▸ Records to process:
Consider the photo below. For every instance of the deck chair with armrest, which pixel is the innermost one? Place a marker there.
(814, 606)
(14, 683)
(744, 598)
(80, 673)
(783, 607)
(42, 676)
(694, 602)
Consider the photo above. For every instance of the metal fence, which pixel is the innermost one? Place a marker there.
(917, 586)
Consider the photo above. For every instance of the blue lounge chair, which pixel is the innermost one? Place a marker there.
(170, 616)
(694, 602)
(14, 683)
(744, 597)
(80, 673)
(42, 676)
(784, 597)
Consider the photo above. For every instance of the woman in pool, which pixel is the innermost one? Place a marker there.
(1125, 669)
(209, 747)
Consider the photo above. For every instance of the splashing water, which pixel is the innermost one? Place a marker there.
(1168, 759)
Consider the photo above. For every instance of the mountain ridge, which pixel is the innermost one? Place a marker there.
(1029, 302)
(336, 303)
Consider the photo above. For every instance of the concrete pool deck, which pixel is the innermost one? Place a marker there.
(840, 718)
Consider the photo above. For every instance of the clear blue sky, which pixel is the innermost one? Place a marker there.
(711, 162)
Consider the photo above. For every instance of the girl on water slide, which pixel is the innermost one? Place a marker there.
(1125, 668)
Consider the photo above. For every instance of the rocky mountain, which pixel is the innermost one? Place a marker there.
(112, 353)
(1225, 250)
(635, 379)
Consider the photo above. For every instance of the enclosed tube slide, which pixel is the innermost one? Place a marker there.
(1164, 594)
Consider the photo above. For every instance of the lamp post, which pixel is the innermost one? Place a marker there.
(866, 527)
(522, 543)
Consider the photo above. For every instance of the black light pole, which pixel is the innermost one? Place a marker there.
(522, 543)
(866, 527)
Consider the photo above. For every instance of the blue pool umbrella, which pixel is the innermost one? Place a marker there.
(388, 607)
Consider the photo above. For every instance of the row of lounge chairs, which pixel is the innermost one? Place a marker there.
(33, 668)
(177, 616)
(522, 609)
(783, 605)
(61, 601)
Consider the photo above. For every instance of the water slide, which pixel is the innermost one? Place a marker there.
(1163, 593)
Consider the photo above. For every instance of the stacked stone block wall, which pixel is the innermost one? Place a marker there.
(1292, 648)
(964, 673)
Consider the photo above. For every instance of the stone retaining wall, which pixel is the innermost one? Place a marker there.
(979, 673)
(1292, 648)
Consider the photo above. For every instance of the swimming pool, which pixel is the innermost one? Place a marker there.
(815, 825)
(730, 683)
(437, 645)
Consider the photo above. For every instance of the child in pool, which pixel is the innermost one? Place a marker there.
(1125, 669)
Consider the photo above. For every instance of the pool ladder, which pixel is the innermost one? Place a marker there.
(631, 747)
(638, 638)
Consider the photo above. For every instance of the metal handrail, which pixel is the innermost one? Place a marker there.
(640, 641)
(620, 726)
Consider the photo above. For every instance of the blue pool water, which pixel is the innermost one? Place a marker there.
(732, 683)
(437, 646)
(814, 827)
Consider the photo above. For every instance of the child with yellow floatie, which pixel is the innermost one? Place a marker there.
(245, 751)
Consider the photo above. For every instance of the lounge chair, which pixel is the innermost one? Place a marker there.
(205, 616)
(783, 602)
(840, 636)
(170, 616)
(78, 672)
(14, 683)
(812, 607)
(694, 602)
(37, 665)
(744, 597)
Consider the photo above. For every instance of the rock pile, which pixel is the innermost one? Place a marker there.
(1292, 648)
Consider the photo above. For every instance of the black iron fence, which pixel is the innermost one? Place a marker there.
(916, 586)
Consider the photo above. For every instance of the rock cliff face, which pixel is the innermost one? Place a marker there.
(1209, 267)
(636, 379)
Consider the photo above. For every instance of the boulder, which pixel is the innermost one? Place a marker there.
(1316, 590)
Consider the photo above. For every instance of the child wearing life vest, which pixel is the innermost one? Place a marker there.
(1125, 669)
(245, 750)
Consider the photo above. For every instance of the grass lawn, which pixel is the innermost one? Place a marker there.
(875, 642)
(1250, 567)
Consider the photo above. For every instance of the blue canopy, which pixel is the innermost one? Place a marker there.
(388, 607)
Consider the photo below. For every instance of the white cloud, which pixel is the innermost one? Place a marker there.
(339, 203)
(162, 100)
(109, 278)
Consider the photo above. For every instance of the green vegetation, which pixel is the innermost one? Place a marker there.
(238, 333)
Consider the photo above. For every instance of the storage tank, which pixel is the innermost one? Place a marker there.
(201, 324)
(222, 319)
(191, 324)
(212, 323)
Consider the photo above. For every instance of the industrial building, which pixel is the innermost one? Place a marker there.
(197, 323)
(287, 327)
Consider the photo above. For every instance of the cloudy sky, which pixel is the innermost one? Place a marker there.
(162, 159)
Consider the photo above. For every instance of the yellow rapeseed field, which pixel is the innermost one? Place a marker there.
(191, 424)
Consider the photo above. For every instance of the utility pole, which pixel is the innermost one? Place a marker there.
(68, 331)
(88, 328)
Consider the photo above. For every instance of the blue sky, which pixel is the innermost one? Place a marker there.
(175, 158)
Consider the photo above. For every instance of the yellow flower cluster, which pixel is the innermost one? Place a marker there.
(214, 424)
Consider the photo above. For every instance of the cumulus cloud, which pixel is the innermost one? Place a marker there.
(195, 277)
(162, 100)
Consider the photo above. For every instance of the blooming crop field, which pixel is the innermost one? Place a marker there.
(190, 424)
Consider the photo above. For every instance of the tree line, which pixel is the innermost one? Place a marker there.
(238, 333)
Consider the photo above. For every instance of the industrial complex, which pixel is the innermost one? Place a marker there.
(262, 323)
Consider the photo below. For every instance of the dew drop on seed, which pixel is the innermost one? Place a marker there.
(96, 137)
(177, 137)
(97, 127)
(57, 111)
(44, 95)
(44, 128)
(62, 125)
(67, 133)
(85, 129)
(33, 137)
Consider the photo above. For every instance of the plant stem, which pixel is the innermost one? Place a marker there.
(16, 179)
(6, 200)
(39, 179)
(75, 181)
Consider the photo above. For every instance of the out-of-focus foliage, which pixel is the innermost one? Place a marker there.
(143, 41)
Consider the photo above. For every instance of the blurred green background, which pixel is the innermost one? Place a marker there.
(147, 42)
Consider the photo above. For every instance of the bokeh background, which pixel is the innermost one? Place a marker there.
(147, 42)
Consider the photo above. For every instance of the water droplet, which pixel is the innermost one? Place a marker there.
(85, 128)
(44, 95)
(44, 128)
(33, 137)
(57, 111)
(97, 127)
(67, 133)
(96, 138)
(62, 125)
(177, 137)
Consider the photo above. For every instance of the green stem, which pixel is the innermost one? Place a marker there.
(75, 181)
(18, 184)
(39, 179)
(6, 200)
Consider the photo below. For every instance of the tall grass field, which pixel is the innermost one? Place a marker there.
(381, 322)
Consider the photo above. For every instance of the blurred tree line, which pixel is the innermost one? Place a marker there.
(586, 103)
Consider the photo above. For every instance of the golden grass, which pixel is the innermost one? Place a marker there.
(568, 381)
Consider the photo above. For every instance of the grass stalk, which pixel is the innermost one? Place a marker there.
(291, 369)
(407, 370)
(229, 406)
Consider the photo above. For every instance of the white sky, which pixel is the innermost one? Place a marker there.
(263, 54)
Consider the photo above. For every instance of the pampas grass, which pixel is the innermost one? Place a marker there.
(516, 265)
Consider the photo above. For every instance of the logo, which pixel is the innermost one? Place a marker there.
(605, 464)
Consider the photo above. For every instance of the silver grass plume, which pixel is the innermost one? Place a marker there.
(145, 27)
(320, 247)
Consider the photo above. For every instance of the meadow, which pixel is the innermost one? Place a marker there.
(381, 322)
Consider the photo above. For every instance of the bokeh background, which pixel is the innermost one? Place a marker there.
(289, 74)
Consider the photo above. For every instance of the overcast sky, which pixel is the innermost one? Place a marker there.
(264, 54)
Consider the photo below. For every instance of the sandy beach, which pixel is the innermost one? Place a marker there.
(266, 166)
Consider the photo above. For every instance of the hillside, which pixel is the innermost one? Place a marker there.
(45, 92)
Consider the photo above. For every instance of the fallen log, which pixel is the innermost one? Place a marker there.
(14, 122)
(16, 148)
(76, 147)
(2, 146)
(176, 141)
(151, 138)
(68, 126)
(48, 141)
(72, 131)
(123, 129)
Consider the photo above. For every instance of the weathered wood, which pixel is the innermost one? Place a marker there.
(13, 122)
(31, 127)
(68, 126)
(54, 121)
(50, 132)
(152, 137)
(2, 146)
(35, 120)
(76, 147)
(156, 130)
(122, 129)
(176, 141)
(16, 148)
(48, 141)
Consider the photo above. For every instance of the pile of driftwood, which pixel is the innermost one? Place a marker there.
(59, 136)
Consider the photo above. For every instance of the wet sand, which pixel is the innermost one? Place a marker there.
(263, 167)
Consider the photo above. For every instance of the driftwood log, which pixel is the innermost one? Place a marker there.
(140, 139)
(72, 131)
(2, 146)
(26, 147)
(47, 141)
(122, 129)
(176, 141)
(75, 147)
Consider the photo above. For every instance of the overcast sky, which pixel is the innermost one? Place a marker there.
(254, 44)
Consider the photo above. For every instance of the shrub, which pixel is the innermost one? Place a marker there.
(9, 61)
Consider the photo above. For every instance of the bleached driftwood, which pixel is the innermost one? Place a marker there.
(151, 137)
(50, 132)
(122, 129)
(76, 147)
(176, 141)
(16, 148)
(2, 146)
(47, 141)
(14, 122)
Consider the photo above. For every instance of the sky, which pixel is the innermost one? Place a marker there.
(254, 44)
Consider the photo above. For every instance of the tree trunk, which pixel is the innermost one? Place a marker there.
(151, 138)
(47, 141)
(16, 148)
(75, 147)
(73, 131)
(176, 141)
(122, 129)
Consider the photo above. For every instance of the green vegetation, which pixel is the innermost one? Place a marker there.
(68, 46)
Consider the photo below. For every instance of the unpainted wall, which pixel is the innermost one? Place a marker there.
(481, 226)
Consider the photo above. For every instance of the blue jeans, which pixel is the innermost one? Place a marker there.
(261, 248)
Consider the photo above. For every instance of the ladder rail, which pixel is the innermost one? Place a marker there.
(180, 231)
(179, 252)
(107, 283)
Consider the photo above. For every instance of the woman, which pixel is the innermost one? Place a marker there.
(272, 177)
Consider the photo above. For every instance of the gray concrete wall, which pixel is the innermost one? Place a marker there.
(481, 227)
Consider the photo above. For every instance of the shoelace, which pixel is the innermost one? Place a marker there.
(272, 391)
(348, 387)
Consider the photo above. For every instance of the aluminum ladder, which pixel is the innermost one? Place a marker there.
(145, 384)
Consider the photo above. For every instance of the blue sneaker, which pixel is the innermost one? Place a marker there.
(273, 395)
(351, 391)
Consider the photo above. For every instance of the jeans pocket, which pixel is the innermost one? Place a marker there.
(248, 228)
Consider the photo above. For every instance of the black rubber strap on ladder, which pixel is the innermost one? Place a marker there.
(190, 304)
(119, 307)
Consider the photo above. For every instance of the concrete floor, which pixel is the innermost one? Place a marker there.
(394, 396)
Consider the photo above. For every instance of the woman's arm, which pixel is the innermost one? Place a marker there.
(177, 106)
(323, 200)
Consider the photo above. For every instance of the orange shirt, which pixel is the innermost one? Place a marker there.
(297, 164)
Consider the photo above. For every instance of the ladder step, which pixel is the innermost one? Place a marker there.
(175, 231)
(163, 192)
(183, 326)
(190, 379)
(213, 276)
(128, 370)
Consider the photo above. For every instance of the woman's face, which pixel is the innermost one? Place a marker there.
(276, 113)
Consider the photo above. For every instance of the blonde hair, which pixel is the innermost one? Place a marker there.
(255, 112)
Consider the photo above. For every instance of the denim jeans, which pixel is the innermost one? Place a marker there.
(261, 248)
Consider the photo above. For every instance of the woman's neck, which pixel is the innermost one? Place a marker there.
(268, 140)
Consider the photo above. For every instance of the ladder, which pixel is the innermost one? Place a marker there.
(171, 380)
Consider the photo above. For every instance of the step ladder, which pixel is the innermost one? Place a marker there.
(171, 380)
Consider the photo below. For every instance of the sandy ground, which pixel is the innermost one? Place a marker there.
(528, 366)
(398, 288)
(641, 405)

▸ Problem requirements: Print word for word the lines of the items that start with the line containing "woman's arm, which" and continue through the end of the items.

▸ Output of the task:
Consider the photo above. For every instance of the woman's arm, which pixel is the innermost one? Place a marker there.
(177, 106)
(323, 200)
Consider the photo above. For every instance of the orange shirt, which pixel is the innermost one? Place a marker there.
(297, 164)
Consider the photo above. For every instance of the ladder step, which pixel is the innermost one? Place a marker there.
(175, 231)
(163, 192)
(183, 326)
(190, 379)
(213, 276)
(128, 370)
Consider the photo above. For every instance of the woman's face, which pixel is the innermost one? Place a marker there.
(276, 113)
Consider the photo above. For every instance of the blonde hair, which pixel is the innermost one? Place a marker there.
(255, 112)
Consider the photo above. For every instance of the denim jeans, which pixel is the innermost one? Place a marker there.
(261, 248)
Consider the photo above. For every instance of the woman's neck, which pixel is the innermost one? Place a marker there.
(268, 140)
Consider the photo above. For every instance of the ladder, which pixel is the innermost one? Place a marker there.
(171, 380)
Consider the photo above. For every instance of the step ladder, which pixel is the innermost one? Place a marker there.
(171, 380)
Consider the photo below. For every instance of the sandy ground, which pixel is the innermost one? Place a marker there.
(528, 366)
(398, 288)
(641, 405)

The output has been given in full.